▶ Task goal:
Pull out the rows that begin at the line containing "Provide the mask of every instance of the undermount" and run through the final line, copying each one unchanged.

▶ Data for processing:
+===+

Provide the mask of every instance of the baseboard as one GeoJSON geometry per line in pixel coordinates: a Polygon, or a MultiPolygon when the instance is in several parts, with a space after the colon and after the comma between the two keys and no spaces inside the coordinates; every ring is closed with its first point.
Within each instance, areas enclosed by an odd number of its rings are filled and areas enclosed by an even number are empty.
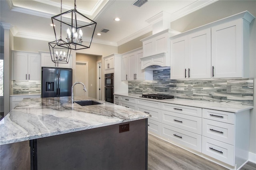
{"type": "Polygon", "coordinates": [[[249,152],[249,161],[256,164],[256,154],[249,152]]]}

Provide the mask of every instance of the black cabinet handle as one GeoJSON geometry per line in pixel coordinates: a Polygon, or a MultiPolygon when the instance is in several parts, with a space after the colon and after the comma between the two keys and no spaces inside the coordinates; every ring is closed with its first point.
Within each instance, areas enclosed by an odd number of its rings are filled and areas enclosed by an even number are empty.
{"type": "Polygon", "coordinates": [[[214,76],[214,67],[212,66],[212,77],[213,77],[214,76]]]}
{"type": "Polygon", "coordinates": [[[180,123],[182,123],[182,121],[178,121],[178,120],[173,119],[173,120],[175,122],[179,122],[180,123]]]}
{"type": "Polygon", "coordinates": [[[178,136],[175,134],[173,134],[173,136],[175,136],[178,137],[178,138],[182,138],[182,136],[178,136]]]}
{"type": "Polygon", "coordinates": [[[211,130],[211,131],[213,131],[214,132],[218,132],[218,133],[221,133],[222,134],[223,134],[223,132],[221,132],[220,131],[216,130],[214,130],[214,129],[213,129],[212,128],[210,128],[210,130],[211,130]]]}
{"type": "Polygon", "coordinates": [[[177,110],[178,111],[182,111],[182,109],[177,109],[177,108],[173,108],[174,109],[174,110],[177,110]]]}
{"type": "Polygon", "coordinates": [[[214,150],[214,151],[217,152],[219,152],[219,153],[221,153],[221,154],[223,154],[223,152],[221,152],[221,151],[218,151],[218,150],[216,150],[216,149],[214,149],[214,148],[209,148],[210,149],[211,149],[211,150],[214,150]]]}
{"type": "Polygon", "coordinates": [[[190,77],[190,75],[189,75],[189,71],[190,71],[190,69],[189,68],[188,69],[188,78],[190,77]]]}
{"type": "Polygon", "coordinates": [[[223,117],[223,116],[218,116],[218,115],[212,115],[212,114],[211,114],[211,115],[210,115],[210,116],[214,116],[214,117],[219,117],[219,118],[224,118],[224,117],[223,117]]]}
{"type": "Polygon", "coordinates": [[[187,76],[186,75],[186,72],[187,71],[187,69],[185,69],[185,78],[187,77],[187,76]]]}

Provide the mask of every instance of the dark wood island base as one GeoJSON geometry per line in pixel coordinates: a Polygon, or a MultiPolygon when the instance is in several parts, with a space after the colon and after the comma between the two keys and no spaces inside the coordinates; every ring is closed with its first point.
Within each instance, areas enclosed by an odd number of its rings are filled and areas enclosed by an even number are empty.
{"type": "Polygon", "coordinates": [[[147,170],[147,122],[30,140],[31,170],[147,170]]]}

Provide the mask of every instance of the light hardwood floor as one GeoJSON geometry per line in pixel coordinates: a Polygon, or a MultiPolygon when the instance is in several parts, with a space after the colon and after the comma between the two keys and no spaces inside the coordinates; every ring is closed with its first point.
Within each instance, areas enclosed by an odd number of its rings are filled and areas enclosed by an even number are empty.
{"type": "MultiPolygon", "coordinates": [[[[148,170],[222,170],[227,169],[148,134],[148,170]]],[[[242,170],[256,170],[248,162],[242,170]]]]}
{"type": "MultiPolygon", "coordinates": [[[[148,134],[148,170],[227,169],[148,134]]],[[[30,170],[29,141],[0,146],[0,170],[30,170]]],[[[242,170],[256,170],[248,162],[242,170]]]]}

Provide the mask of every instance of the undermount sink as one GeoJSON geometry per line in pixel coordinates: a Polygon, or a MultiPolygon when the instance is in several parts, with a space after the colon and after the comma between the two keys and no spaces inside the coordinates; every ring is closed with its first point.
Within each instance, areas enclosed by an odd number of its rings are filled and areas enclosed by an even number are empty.
{"type": "Polygon", "coordinates": [[[75,103],[78,104],[80,106],[89,106],[90,105],[100,105],[101,103],[99,102],[98,102],[96,101],[93,100],[85,100],[82,101],[75,101],[75,103]]]}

+===+

▶ Solution:
Provide the mask of every instance of the undermount sink as one GeoJSON geometry per line in pixel coordinates: a Polygon, or a MultiPolygon when the instance is in several parts, with a space after the colon and after the comma between the two keys and no spaces inside the coordinates; every ring is closed with its first point.
Within each instance, areas enclosed by an odd number of its rings are filled and areas enclosed by an even number are empty.
{"type": "Polygon", "coordinates": [[[75,103],[78,104],[80,106],[89,106],[90,105],[100,105],[101,103],[99,102],[98,102],[96,101],[93,100],[85,100],[82,101],[75,101],[75,103]]]}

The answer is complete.